§ **Work task**:
Every line below that contains the word "mountain" must be copied.

'''

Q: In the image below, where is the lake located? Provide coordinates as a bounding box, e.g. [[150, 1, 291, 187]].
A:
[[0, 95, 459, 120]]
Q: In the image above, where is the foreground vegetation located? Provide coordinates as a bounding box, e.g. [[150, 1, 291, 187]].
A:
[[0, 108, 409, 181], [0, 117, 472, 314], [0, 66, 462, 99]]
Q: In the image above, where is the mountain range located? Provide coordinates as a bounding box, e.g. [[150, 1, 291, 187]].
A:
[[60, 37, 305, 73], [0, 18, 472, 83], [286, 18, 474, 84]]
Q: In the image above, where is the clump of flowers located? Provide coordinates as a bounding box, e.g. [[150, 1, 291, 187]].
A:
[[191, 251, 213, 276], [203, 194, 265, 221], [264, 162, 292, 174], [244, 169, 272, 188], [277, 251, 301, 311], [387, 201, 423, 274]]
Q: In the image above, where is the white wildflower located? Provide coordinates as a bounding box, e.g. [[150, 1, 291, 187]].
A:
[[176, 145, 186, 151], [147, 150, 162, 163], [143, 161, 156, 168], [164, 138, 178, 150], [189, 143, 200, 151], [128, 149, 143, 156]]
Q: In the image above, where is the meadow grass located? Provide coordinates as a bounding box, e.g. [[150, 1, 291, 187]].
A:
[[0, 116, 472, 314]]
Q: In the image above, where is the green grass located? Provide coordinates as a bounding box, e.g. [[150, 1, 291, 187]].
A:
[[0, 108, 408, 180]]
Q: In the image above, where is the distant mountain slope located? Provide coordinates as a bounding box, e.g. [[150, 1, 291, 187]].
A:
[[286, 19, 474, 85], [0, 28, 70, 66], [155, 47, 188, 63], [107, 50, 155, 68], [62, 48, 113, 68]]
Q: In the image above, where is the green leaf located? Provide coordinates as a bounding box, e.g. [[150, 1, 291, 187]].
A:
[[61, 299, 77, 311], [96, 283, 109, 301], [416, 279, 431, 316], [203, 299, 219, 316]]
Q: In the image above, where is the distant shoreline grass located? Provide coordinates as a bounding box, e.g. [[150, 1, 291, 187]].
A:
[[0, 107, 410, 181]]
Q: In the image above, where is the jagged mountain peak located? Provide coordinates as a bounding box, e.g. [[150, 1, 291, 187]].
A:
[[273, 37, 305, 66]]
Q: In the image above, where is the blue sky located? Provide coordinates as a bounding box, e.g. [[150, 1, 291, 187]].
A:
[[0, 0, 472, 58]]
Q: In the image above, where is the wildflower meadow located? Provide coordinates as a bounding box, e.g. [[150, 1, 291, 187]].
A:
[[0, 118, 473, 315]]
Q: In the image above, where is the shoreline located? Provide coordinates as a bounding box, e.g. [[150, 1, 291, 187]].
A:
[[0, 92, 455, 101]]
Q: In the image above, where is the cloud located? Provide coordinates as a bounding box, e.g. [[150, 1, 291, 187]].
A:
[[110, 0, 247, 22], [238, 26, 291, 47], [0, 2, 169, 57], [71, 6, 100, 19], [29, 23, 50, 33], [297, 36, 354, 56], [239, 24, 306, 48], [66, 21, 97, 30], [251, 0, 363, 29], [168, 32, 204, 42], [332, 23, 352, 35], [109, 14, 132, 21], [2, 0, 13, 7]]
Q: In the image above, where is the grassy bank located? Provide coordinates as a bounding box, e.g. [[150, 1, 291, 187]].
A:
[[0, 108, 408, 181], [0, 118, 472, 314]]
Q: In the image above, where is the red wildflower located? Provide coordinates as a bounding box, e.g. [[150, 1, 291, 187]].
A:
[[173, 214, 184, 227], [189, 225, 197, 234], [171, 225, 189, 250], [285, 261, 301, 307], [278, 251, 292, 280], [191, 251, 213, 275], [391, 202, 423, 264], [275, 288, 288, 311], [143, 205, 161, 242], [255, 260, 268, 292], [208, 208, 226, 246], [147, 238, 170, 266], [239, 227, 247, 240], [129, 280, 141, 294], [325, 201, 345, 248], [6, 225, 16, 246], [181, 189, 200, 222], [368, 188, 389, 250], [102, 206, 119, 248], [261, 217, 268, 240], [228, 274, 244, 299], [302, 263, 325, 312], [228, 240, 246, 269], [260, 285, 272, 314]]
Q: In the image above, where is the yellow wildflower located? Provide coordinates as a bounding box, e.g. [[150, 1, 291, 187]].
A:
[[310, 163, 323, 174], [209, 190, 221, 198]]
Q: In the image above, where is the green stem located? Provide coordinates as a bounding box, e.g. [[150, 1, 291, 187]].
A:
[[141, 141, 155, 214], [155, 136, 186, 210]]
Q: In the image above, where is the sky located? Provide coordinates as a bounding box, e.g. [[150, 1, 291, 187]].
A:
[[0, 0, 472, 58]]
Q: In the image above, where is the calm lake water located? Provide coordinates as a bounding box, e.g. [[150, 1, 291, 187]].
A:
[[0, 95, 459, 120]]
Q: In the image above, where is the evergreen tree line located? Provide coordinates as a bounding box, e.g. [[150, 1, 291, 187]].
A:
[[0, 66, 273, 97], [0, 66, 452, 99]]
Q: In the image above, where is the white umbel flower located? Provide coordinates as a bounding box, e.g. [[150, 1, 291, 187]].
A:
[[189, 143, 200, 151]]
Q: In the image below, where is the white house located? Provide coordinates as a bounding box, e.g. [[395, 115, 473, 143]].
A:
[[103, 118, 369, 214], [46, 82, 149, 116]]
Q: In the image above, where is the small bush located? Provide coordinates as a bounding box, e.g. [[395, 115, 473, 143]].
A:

'''

§ **Answer area**:
Q: In the image above, where is the mountain range located? Provide coordinates as a bounding box, e.g. [[150, 1, 291, 187]].
Q: In the image above, where is the distant mountain slope located? Provide coordinates as a bounding box, e.g. [[150, 1, 291, 187]].
Q: In the image above, where is the jagged mountain peak located? Provide coordinates as a bounding box, e.g. [[150, 1, 291, 187]].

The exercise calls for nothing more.